> _YOUR GOAL_
Please repeat the records, word for word and without gaps.
=-=-=
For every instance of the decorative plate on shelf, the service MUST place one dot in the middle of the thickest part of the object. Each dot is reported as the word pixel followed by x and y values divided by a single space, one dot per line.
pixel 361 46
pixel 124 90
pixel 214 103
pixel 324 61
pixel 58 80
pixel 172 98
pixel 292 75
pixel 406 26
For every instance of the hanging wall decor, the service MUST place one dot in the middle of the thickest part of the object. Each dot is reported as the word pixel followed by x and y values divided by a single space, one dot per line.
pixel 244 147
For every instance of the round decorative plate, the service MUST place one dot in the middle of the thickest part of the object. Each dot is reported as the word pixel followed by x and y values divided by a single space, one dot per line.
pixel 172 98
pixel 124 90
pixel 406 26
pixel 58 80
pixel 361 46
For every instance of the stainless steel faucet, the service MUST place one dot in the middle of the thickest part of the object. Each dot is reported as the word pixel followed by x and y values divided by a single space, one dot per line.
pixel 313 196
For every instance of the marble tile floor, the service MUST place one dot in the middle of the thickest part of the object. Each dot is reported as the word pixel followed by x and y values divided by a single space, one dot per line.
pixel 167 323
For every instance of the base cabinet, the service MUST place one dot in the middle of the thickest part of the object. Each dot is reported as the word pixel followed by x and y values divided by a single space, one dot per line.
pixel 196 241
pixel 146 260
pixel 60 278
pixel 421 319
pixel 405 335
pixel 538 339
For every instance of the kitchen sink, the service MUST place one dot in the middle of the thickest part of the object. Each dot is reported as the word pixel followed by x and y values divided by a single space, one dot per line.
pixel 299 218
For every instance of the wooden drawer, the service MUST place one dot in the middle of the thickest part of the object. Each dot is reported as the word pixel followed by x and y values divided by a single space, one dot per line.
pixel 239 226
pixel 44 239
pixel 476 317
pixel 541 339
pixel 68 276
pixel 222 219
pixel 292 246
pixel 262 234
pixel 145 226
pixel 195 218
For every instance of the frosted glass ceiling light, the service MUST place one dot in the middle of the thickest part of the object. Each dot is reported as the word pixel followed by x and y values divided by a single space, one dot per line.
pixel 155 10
=-=-=
> _THE COMPLETED TASK_
For every instance of the decorative plate on shelf, the service MUST place one dot in the middle of the thickest part of the object. Each dot is reported as the word pixel followed by x and y values divided by a single space, one dot per line.
pixel 361 46
pixel 124 90
pixel 214 103
pixel 324 61
pixel 58 80
pixel 172 98
pixel 292 75
pixel 406 26
For every instance of the hanging wall decor, the service MUST place one dot in the middle of the thickest part of the object. Each dot is reported as the word pixel followed by x and y values divided by a single space, one dot per line.
pixel 244 147
For every instance of the round decorative plate, the service MUST place one dot in the middle of the thickest part of the object. Each dot is reported as the word pixel followed by x and y values divided by a single space, one dot per line.
pixel 172 98
pixel 124 90
pixel 406 26
pixel 58 80
pixel 361 46
For every instance of the stainless steel faucet, the service MUST place one dot in the middle of the thickest part of the object. Each dot is reported as the word pixel followed by x and y values divided by a single space, one dot per line.
pixel 313 196
For every instance of the marble tile floor, the service MUST place one dot in the middle of the thickest part of the object. Each dot is reported as the word pixel followed by x and y values divided by a single space, one dot per line.
pixel 167 323
For every instance of the base cabinet, the service MUST place one dot in the middle of the thickest part of the object. Each dot is reported as the word pixel followed by x and y values divided by a single space, one dot per line.
pixel 196 241
pixel 146 260
pixel 60 278
pixel 421 319
pixel 405 335
pixel 538 339
For every instance of the kitchen sink, the service MUST place one dot in the middle of the thickest part of the object. Each dot is reported as the word pixel followed by x and y values divided by a single space, one dot per line.
pixel 299 218
For every instance of the wooden drawer, the service MUST place one dot in the middle of the thickest part of the object. Each dot is reported as the word pixel followed by x and y values divided by a single space, one dot per line.
pixel 239 226
pixel 44 239
pixel 476 317
pixel 541 339
pixel 68 276
pixel 222 219
pixel 292 246
pixel 262 234
pixel 145 226
pixel 195 218
For every instance of the frosted glass ceiling light, the service MUST place one dot in the middle of the thickest part of the object. Each dot is reported as the word pixel followed by x and y values divided by a single space, one dot per line.
pixel 155 10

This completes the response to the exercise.